◆ **ЗАДАНИЯ ДЛЯ РАБОТЫ**
(1) Ответьте по воспоминаниям о работе во ВЦИОМе:
(a) Кем был Валерий Максович Рутгайзер?
(b) Сколько штатных отделений ВЦИОМа планировалось создать по всему Союзу?
(c) Куда ушла Е. Петренко, поставив автора руководителем группы выборки?
(2) Напишите продолжение воспоминаний о работе во ВЦИОМе, начиная сразу после последней фразы.

◆ **ПРИВЕДЁННЫЙ ТЕКСТ**
• • • • • • •
Сначала о моем назначении.
Меня назначили на место Капелюша сразу после его смерти. Точнее, еще до нее «временно исполняющим обязанности». Конечно, тут руку приложила Елена Петренко. Во-первых, я был ее выдвиженцем, во-вторых — уже проявил себя в группе выборки, был деятелен, смышлен и, по ее мнению, готов на большее. По-видимому, другие руководители ВЦИОМа это мнение, если и не разделяли, то, по крайней мере, не отвергали. Я был молодой креатурой, а ВЦИОМ — молодой организацией, где молодым—дорога.
Тут еще было одно обстоятельство. Одним из замов Заславской был Валерий Максович Рутгайзер, человек деятельный, принципиальный, не любивший склонять голову против несправедливости, от кого бы она ни исходила. А, как известно, официальными патронами нашими были Госкомтруд и ВЦСПС. Если Госкомтруд нас контролировал не шибко, то ВЦСПС регулярно приставал с какими-то административными глупостями.
От ВЦСПС даже периодически приходил какой-то рослый начальственный дядька с красной мордой, и как-то раз я застал его в коридоре натурально и громко орущим на растерянную Елену Петренко. Я тут же сам наорал на него, после чего он, смутившись, быстро попросил у Елены прощения и после этого вел себя заметно тише—хамы отпора не любят.
Но все же письменного приставания было много, и очередное, выраженное в очевидно идиотском письме с требованием срочно дать им отчетность по каким-то идиотским же показателям, было эмоционально воспринято Валерием Максовичем как грубое вмешательство в нашу работу и самостоятельность. По сути, так оно и было. Жаждущий справедливости Рутгайзер сочинил возму-
щенное письмо, чтобы отправить его «жестокосердным гонителям». И тут выяснилось, что, кроме него самого, никто из руководства подписывать письмо не хочет. Заславская сказала, что это не ее уровень (и была, видимо, права), остальные не хотели связываться со всесильной вышестоящей гадостью. Рутгайзер с огорчения обратился ко мне — я все же был каким никаким начальником (Е. Петренко к тому времени поставила руководителем группы выборки меня, а сама ушла в ученые секретари). А мне что — в жизни никогда начальство не жаловал и его не боялся, что оно мне сделает? А и сделает, не велика печаль, я, как навсегда беспартийный, карьеру делать не собирался. Я письмо тут же подписал, чем заслужил неожиданное для меня уважение Валерия Максовича. Он всем стал говорить: «Это надо же, все испугались, а Тарусин не испугался. Вот молодец какой».
Видимо, по причине этого уважения он стал сильным сторонником моего назначения заведующим отдела организации, уверяя всех, что «Тарусин ответственности не боится и умеет брать ее на себя».
Теперь о том, что было сделано, и что еще планировалось.
Если память не изменяет, было запланировано сверху создание 35 штатных отделений ВЦИОМа по всему Союзу. Это 14 отделений по республикам, Центральное Московское отделение (Москва и область) и 20 отделений по России. Как я уже говорил, на момент смерти Капелюша работало 25 отделений, остальные создавались позже.
Расскажу, как искали и набирали людей в эти отделения.
• • • • • • •
◆ **ИСХОДНЫЕ ДАННЫЕ**

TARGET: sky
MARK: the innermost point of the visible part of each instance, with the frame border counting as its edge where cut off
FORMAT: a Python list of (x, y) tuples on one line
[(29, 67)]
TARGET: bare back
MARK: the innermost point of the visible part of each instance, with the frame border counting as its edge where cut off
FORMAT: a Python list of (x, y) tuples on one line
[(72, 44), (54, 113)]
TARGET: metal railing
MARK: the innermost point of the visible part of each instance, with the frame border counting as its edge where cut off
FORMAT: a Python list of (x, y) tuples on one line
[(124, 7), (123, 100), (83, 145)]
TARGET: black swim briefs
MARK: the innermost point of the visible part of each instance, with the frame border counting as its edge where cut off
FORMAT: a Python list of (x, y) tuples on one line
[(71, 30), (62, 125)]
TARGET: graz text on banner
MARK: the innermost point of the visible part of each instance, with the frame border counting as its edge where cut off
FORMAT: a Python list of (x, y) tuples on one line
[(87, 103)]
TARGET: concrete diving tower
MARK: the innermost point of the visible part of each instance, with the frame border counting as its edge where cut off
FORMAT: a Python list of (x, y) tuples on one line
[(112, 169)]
• • • • • • •
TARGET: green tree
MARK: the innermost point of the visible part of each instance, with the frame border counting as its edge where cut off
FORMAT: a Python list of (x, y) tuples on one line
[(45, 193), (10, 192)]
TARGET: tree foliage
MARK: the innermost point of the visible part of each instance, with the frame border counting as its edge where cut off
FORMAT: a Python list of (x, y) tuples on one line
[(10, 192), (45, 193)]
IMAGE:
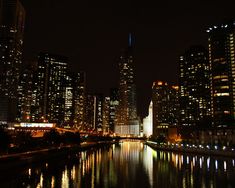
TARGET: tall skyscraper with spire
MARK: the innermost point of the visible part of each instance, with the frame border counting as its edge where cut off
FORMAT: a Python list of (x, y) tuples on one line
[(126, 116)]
• • • • • • •
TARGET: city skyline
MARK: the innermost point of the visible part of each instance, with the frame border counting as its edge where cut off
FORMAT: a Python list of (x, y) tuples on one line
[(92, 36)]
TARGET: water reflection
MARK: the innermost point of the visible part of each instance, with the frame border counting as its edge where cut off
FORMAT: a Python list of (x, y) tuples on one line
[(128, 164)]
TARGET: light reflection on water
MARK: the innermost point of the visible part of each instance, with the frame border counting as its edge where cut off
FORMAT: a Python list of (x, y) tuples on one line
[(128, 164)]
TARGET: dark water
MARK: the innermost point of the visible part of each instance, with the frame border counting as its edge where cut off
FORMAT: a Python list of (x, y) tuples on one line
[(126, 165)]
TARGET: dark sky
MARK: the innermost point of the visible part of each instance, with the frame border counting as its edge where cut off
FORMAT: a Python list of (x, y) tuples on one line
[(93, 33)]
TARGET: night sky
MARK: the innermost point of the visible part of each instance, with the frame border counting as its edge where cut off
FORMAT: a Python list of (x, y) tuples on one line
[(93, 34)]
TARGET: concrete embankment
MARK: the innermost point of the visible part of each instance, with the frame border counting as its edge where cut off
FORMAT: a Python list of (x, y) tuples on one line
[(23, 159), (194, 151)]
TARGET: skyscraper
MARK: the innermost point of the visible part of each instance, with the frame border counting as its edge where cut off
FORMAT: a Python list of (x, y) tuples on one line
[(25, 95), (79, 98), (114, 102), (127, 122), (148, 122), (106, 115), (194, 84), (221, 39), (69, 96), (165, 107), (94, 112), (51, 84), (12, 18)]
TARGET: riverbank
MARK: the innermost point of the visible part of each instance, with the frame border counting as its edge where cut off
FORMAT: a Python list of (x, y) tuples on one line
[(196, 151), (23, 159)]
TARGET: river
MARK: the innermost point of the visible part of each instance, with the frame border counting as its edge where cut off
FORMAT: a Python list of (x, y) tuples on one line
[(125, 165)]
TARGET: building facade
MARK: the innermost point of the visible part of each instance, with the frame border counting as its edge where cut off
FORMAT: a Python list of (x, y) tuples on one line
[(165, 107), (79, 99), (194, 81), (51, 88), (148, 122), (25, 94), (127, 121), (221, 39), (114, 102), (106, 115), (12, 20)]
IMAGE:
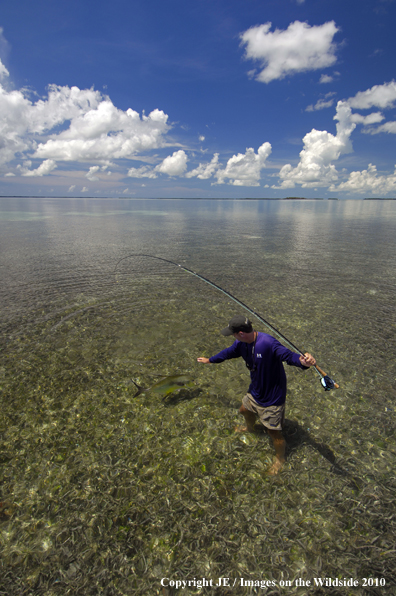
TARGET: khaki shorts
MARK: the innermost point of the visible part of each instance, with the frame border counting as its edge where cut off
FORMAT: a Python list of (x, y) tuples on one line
• • • • • • •
◆ **ОТВЕТЫ**
(1)
(a) Одним из замов Заславской.
(b) 35 отделений.
(c) В ученые секретари.

(2)
Социологов как таковых в стране практически не было. И откуда им было взяться? Кафедры социологии, если при каких факультетах и были, то это капля в океане — как кафедра методики конкретных социологических исследований на философском факультете МГУ, которую я и закончил.
Однако с начала 1980-х в стране вдруг стали развивать производственную заводскую социологию, от полной безнадеги посчитав, что она чем-то может помочь постоянно падающей производительности труда. Я сам начал свою социологическую деятельность с заводской социологии в подотраслевом светотехническом институте ВНИСИ, где полтора года проводил под руководством харьковского социолога Юрия Львовича Неймера нудную и никому не нужную социальную паспортизацию. Под нее на каждом заводе подотрасли (а их было под 50) выделяли человека. Он собирал «объективную информацию» по присылаемым таблицам, проводил анкетирование работяг, порой по 300—500 человек, оформлял это и отсылал мне. А я со своими девочками в отделе сводил все в общие показатели сначала на калькуляторе «электроника», а потом на компьютере ЕС 1012. Компьютер тогда занимал две комнаты громадных стальных шкафов с крутящимися бабинами. Вот были времена!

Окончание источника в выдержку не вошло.